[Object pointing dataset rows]
■ ■ ■ ■
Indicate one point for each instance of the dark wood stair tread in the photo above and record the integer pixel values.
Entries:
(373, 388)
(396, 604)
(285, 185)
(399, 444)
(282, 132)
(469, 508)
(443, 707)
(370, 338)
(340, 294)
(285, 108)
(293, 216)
■ ■ ■ ■
OBJECTIVE —
Rewrite the data above, replacing "dark wood stair tread" with "wooden step" and leaving everything else unchanged.

CORRECT OUTPUT —
Indicate one point for each instance of the wooden step in the photo above and record the integer pixel values.
Entries:
(373, 388)
(396, 604)
(285, 185)
(399, 444)
(282, 132)
(469, 508)
(443, 707)
(370, 338)
(340, 294)
(285, 108)
(293, 216)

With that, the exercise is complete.